## EXTRACT
########################################

Had that metro line project been allowed to proceed, not only would it have addressed today’s transportation chaos in Lagos, it would also have shone as an example worthy of emulation by other parts of the country.

Indeed, given his success as governor even while still in office, the idea of Jakande succeeding Awolowo began to crystalise and he began to be called Baba Kekere.

After Awolowo’s death in 1987, and as the country edged towards the Third Republic, Jakande had become about the most prominent political personality in Lagos State.

His choice of his faithful adherent, Femi Agbalajobi over Dapo Sarunmi to be candidate of the Social Democratic Party, SDP for the Lagos State Governorship Election of 1990 tore the progressive camp asunder.

Sarumi with the heavy money and backed by the Gen. Musa Shehu Yar‘Adua tendency fought Jakande/Agbalajobi to standstill within the SDP. It was a battle of wits that ended in a war of mutual destruction.

One of the operatives of the Sarumi camp was one Mr Bola Ahmed Tinubu who at that time in the late eighties had not too long ago just retired as an executive with Mobil Oil.

In the end, the military regime intervened and both Agbalajobi and Sarumi were removed from the contest. In the repeat primary, Yomi Edu who was regarded as a product of the Sarumi tendency emerged as a candidate.

His choice of Awolowo’s daughter, Mrs Tokunbo Awolowo-Dosunmu was seen as a sop to Jakande and the Agbalajobi tendency. However, it was flatly rejected.

Jakande then decided to show his control of the Lagos political field in the main election between the SDP’s Edu and the National Republican Convention’s candidate of Otunba Michael Otedola.

########################################

## WHAT YOU ARE ASKED TO DO
Can you resume the account of Jakande's role in Lagos politics, writing on from its final sentence about the Edu–Otedola election?

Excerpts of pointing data
########################################

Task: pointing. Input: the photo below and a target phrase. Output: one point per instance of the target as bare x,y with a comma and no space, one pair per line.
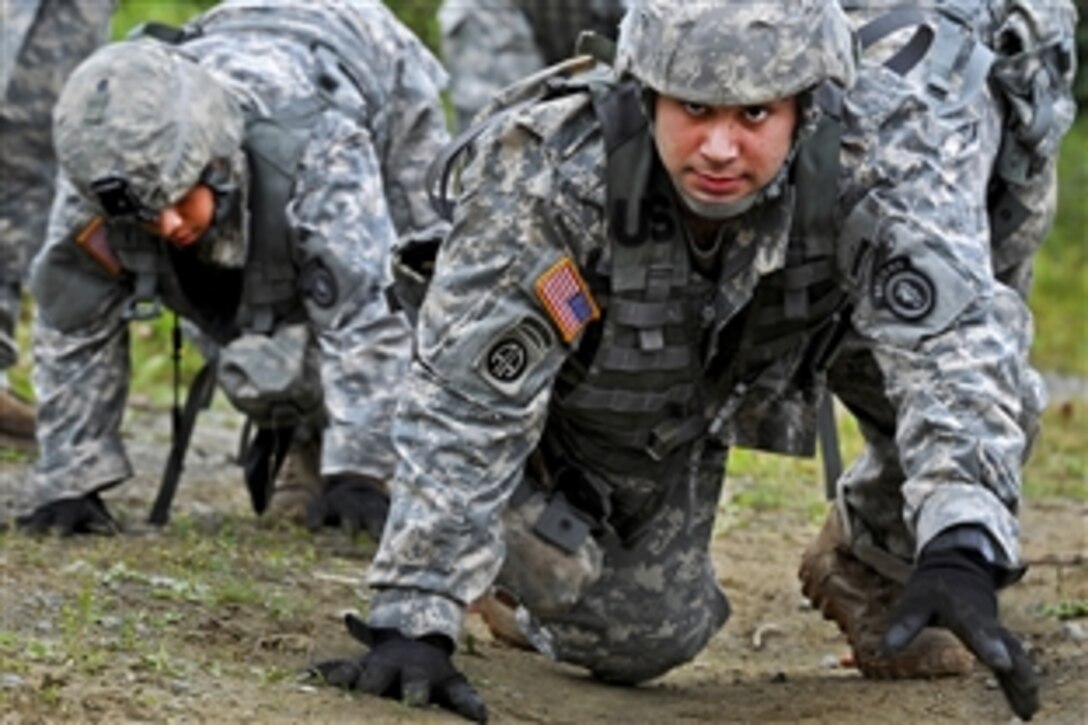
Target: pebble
9,680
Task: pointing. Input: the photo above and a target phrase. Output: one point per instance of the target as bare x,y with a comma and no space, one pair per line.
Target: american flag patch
567,298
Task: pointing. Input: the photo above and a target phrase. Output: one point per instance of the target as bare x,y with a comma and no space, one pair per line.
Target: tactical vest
671,359
672,351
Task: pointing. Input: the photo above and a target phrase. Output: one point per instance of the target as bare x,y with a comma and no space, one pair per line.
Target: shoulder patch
906,291
566,298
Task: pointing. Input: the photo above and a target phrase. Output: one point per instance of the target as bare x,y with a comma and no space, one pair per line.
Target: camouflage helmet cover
140,111
736,52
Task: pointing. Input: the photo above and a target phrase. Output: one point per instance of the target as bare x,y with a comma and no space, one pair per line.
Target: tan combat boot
16,422
861,601
498,611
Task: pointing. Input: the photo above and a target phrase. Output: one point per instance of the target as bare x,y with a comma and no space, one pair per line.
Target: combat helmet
736,52
138,124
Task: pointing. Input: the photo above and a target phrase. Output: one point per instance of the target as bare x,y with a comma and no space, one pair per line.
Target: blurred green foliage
417,14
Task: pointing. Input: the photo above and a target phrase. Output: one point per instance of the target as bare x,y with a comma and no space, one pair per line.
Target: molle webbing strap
630,154
894,20
629,401
637,314
633,360
956,52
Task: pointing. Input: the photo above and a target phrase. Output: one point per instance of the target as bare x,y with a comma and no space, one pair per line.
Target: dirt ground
211,619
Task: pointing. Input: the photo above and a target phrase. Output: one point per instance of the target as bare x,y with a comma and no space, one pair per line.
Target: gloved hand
351,501
955,589
86,514
417,672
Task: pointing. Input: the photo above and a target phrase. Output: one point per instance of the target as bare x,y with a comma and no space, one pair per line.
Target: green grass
1060,296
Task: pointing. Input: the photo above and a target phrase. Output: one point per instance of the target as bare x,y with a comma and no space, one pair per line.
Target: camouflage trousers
56,36
870,493
653,603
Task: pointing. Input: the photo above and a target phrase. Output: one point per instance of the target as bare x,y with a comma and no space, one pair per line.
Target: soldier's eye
755,113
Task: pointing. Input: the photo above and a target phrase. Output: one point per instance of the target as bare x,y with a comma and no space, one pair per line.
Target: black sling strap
197,398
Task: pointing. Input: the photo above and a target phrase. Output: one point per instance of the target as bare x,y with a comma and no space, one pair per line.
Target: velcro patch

########################################

## THE REPLY
Despite having complete control of the State House of Assembly, the SDP in the main election massively lost the governorship office to the NRC’s candidate.

That was because on election eve, the Jakande tendency spread out the word to vote Otedola instead of Edu.


By showing his political strength and savvy he showed that he was the supremo in the progressives’ camp. But many apparently never forgave him. One of those who apparently never forgave him was that young operative, Mr Tinubu who was at that time at the beck and call of Sarumi.

Later as governor, Tinubu kept his distance from Jakande despite the phenomenal programmes and projects of the LKJ years.


Another spot on Jakande’s glorious political sojourn was his adventure into the Sani Abacha government. Though he entered the government as was agreed by Yoruba elders and performed creditably as secretary of housing development, he along other Yoruba elders when asked to leave rejected the call.

That was what drew the curtain to an eventful political swagger across Lagos. He lived on, however, till last Thursday. But his legacies dotted around Lagos and the men and women he raised through institutions he created will even endure more.